▶ **Source passage**

Tuesday, January 14, 2014

Stovies; a Traditional Scottish Dish from Left-overs


Stovies is a traditional Scottish dish, basically made from the left-overs of another meal.
There is a possibility that the word Stovies comes from the French "étouffée", to steam, and it would make for a good piece of table trivia, but no one can be certain. Personally I doubt it.
It is, however, commonly accepted that it was originally a Monday dish, re-hashing the left-overs of an extravagant Sunday roast, and that would lead to the meat content in most of the recipes.
So for the traditional Monday cooking, it is based in the old beef gravy, and all the components are either cooked I this gravy or heated up in it. Because of this, every component of the dish soaks in the gravy, heightening the taste.
To recreate the dish from scratch, in its very basic form, we have beef gravy, onions, potatoes.
That’s the basis of the dish, and many would argue that’s it… don’t add anything else. That’s the way some households made the dish. However, that’s not holding up the traditional conception of using up left-overs. In the old days of the dish’s history, any addition would be based on whatever left-overs you had, added to the mixture and heated up.

(Photo-based referring expression data)
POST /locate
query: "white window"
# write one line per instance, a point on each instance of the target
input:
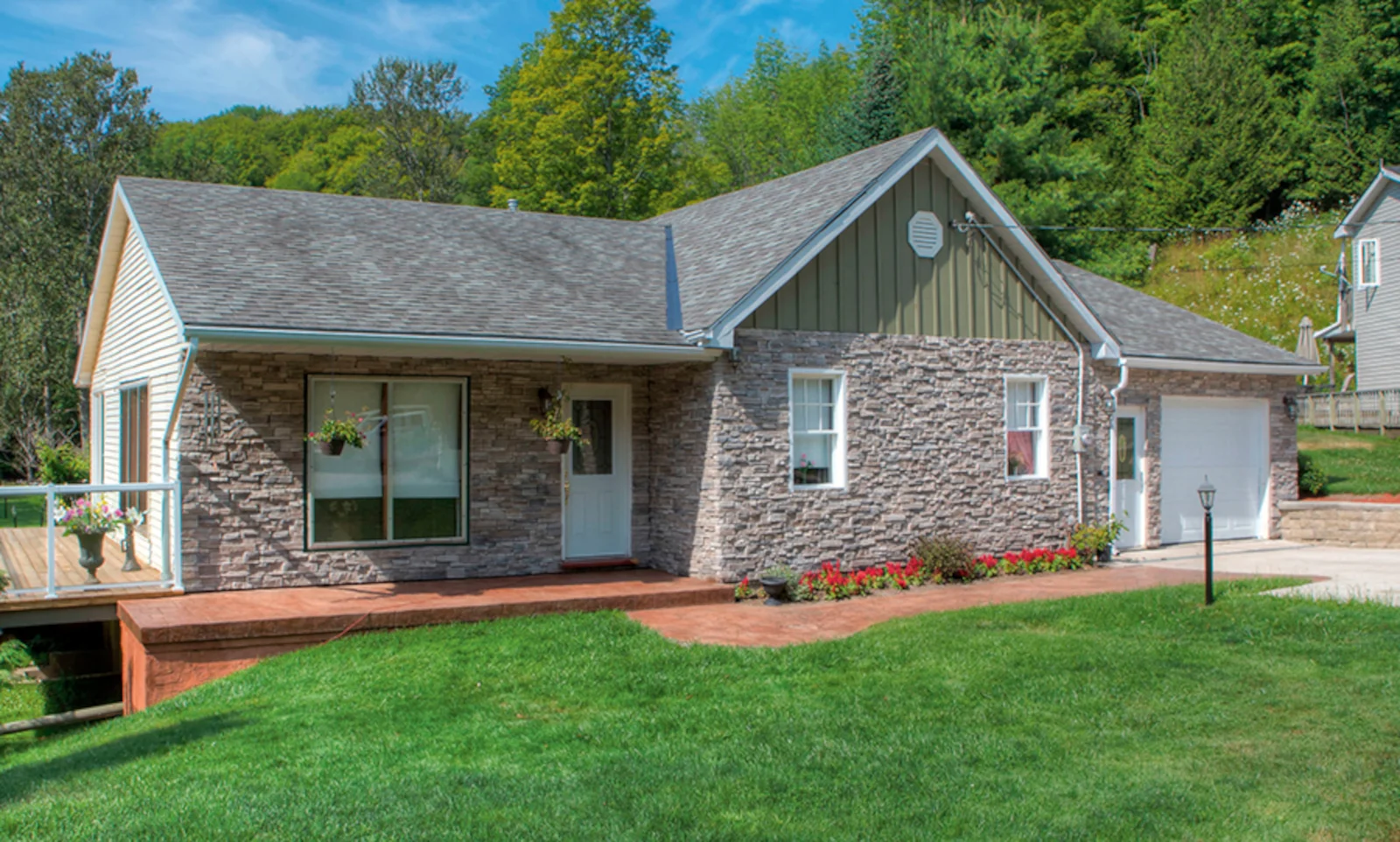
(1368, 263)
(818, 429)
(1026, 424)
(410, 480)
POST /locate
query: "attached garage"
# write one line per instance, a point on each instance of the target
(1225, 439)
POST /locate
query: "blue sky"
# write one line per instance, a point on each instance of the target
(202, 56)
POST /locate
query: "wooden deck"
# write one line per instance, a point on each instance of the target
(24, 552)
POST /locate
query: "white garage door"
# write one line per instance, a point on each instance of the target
(1224, 439)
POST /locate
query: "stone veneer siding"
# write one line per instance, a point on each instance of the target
(926, 452)
(244, 484)
(1147, 387)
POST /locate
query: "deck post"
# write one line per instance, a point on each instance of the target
(52, 593)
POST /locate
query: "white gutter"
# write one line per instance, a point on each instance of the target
(420, 343)
(1222, 368)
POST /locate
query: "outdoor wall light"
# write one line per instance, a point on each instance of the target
(1208, 495)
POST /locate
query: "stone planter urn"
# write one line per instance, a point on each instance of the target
(90, 554)
(776, 589)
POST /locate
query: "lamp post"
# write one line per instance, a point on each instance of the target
(1208, 495)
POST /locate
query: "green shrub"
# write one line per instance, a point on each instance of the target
(1312, 482)
(945, 557)
(62, 466)
(1094, 538)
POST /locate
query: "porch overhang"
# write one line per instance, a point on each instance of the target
(214, 338)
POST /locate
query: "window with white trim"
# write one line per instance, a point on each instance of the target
(818, 429)
(1026, 424)
(410, 480)
(1368, 263)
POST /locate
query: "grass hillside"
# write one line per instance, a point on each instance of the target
(1126, 716)
(1259, 284)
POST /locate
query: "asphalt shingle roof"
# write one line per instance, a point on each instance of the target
(249, 256)
(1147, 326)
(728, 244)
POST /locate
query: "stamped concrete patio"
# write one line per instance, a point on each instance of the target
(753, 624)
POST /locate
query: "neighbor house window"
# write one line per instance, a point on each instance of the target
(818, 429)
(406, 484)
(1368, 263)
(1026, 426)
(135, 442)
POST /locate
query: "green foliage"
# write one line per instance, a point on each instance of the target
(1312, 482)
(413, 109)
(66, 133)
(1092, 538)
(947, 557)
(588, 125)
(62, 466)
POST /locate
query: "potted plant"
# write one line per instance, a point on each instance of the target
(774, 582)
(333, 435)
(555, 428)
(90, 523)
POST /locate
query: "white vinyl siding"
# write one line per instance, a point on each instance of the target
(140, 342)
(1376, 308)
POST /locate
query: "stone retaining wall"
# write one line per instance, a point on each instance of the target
(1341, 523)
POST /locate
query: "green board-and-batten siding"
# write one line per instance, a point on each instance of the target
(870, 280)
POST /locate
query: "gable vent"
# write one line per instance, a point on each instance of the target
(926, 235)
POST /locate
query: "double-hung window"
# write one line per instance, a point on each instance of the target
(410, 480)
(818, 429)
(1026, 424)
(1368, 263)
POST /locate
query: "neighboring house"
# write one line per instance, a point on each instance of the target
(1368, 312)
(822, 366)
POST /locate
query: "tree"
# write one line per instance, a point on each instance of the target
(588, 125)
(779, 116)
(66, 133)
(1214, 149)
(413, 107)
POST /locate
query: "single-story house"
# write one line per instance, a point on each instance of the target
(821, 366)
(1368, 312)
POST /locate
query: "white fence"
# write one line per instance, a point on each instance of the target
(158, 540)
(1376, 410)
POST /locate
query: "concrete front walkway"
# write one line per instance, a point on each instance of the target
(1350, 573)
(753, 624)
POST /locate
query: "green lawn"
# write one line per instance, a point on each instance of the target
(1354, 463)
(21, 512)
(1131, 716)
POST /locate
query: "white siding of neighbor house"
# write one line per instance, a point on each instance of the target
(1376, 312)
(140, 342)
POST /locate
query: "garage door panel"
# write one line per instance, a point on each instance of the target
(1227, 440)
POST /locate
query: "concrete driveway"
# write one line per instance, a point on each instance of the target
(1371, 575)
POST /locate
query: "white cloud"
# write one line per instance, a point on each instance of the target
(196, 53)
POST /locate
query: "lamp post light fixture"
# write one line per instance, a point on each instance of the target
(1208, 495)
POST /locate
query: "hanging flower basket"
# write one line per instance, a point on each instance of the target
(555, 428)
(333, 435)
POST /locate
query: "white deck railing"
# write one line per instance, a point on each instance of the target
(1376, 410)
(160, 537)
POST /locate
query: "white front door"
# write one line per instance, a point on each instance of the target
(1127, 477)
(598, 474)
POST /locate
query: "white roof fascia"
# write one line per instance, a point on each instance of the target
(119, 217)
(1357, 216)
(1222, 366)
(721, 333)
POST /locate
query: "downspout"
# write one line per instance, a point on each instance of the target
(172, 524)
(1080, 347)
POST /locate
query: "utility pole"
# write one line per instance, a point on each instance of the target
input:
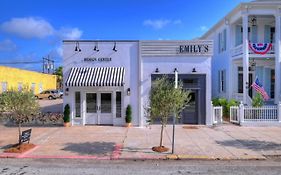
(174, 116)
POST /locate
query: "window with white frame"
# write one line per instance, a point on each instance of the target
(222, 81)
(4, 86)
(222, 41)
(20, 87)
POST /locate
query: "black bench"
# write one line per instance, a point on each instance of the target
(25, 136)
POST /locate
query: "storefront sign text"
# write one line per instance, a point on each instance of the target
(97, 59)
(194, 48)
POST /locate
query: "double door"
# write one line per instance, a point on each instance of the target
(99, 108)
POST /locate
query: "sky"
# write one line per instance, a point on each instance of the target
(33, 29)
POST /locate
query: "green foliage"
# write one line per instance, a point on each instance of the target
(19, 107)
(128, 117)
(66, 113)
(225, 104)
(165, 99)
(58, 72)
(257, 100)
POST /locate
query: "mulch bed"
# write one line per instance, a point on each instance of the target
(160, 149)
(20, 149)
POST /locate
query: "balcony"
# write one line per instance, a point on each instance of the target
(238, 52)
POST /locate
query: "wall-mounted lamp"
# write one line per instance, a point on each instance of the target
(157, 70)
(114, 47)
(226, 21)
(77, 47)
(96, 48)
(128, 91)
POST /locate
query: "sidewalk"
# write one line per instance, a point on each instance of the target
(223, 142)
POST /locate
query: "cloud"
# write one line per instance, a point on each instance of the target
(70, 33)
(160, 23)
(7, 46)
(204, 28)
(34, 27)
(28, 27)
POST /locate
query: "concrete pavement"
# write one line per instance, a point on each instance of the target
(110, 142)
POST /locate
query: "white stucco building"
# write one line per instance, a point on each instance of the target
(247, 45)
(102, 77)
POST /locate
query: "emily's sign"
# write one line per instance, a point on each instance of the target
(194, 48)
(97, 59)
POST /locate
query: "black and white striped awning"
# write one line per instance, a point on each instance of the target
(96, 76)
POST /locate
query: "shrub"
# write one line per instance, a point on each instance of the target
(128, 117)
(66, 116)
(225, 104)
(257, 100)
(20, 107)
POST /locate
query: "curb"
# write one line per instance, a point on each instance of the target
(203, 157)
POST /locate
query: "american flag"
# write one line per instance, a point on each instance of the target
(259, 88)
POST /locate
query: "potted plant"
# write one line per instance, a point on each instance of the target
(128, 117)
(66, 116)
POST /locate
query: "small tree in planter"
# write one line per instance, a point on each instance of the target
(19, 106)
(165, 100)
(128, 117)
(66, 115)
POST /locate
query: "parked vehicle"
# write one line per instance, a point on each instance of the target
(50, 94)
(60, 93)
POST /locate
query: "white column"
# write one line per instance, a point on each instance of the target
(229, 46)
(245, 58)
(277, 58)
(279, 111)
(241, 113)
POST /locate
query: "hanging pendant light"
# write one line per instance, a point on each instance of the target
(114, 47)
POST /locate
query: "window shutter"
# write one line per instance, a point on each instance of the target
(238, 35)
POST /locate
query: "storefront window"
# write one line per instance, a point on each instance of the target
(106, 103)
(118, 105)
(77, 104)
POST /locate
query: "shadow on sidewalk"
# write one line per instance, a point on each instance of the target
(141, 150)
(255, 145)
(91, 148)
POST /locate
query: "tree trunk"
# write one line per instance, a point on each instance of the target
(19, 130)
(161, 136)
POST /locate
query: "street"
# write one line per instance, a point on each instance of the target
(72, 166)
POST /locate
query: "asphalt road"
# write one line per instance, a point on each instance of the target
(68, 167)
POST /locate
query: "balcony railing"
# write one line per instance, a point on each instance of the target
(238, 51)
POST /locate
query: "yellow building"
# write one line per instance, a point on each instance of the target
(13, 78)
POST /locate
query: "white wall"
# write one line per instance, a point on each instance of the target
(126, 56)
(166, 65)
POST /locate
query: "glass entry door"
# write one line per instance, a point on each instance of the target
(105, 109)
(99, 108)
(91, 108)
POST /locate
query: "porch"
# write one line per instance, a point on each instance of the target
(259, 67)
(255, 52)
(256, 116)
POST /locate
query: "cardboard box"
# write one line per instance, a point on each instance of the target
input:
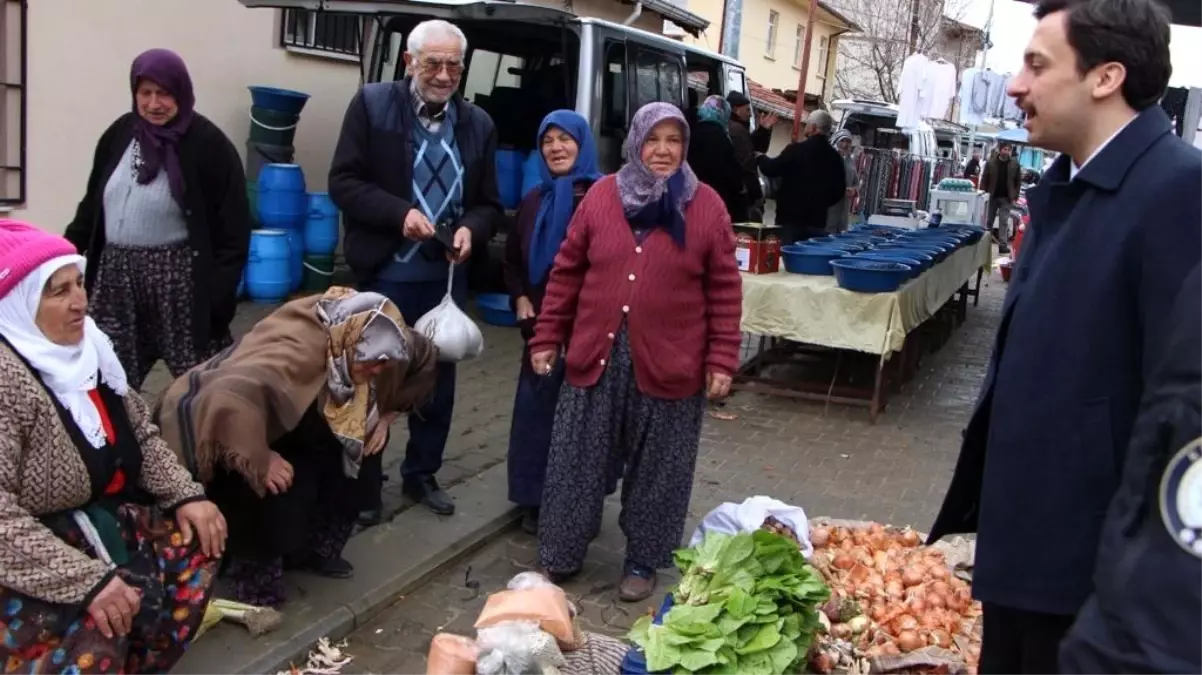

▶ **Work to complete**
[A] Reproduce the stovies passage verbatim from "Tuesday, January 14, 2014" to "I doubt it.".
[B] Extend the stovies passage with the next part, starting right after its final sentence.

▶ **Set of answers**
[A]
Tuesday, January 14, 2014

Stovies; a Traditional Scottish Dish from Left-overs


Stovies is a traditional Scottish dish, basically made from the left-overs of another meal.
There is a possibility that the word Stovies comes from the French "étouffée", to steam, and it would make for a good piece of table trivia, but no one can be certain. Personally I doubt it.

[B]
In our house, to add meat/proteins, my mum would brown some minced beef, and sliced or chopped sausage. I’ve also heard of chicken, turkey and more commonly corned beef (Popular at the time, tinned/canned).
Adding vegetables also enhances taste, and keeps the traditionalists happy; my mum added chopped carrots and turnip/rutabaga.
I put these additions on a Scottish Facebook site recently, and got all kinds of friendly, yet vehement comments. Seems everyone had their own version, and that became a family tradition. And anything different from the home favorite is sacrilege.
But whatever the mixture above, the bulk of the dish is potatoes; perhaps two to five times the quantity of the rest of the pot; anything to eke out the left-overs and feed the family. Cooked real slow as to not burn the contents at the bottom of the pan, it simmered for a good hour, gently bringing the dish to fruition.
I even remember mum sometimes putting a potato masher through it, just to make it more mushy.
In my house I always garnished the steaming plate with some kind of ketchup, or broon or fruity HP sauce.
Wonderful.
It makes a bit of a mockery of the dish’s primary intent to see it included in some Scottish fine dining restaurants, but I’ve seen cod or mackerel used as the protein, served with a fresh salad, hot oatcakes and beetroot.
 But it gets worse, there’s even a casserole version, topped with roasted cheese. “Serve with a sprinkling of chopped chives or parsley”…
OH PLEASE. Stick to the basics, and it’ll be braw.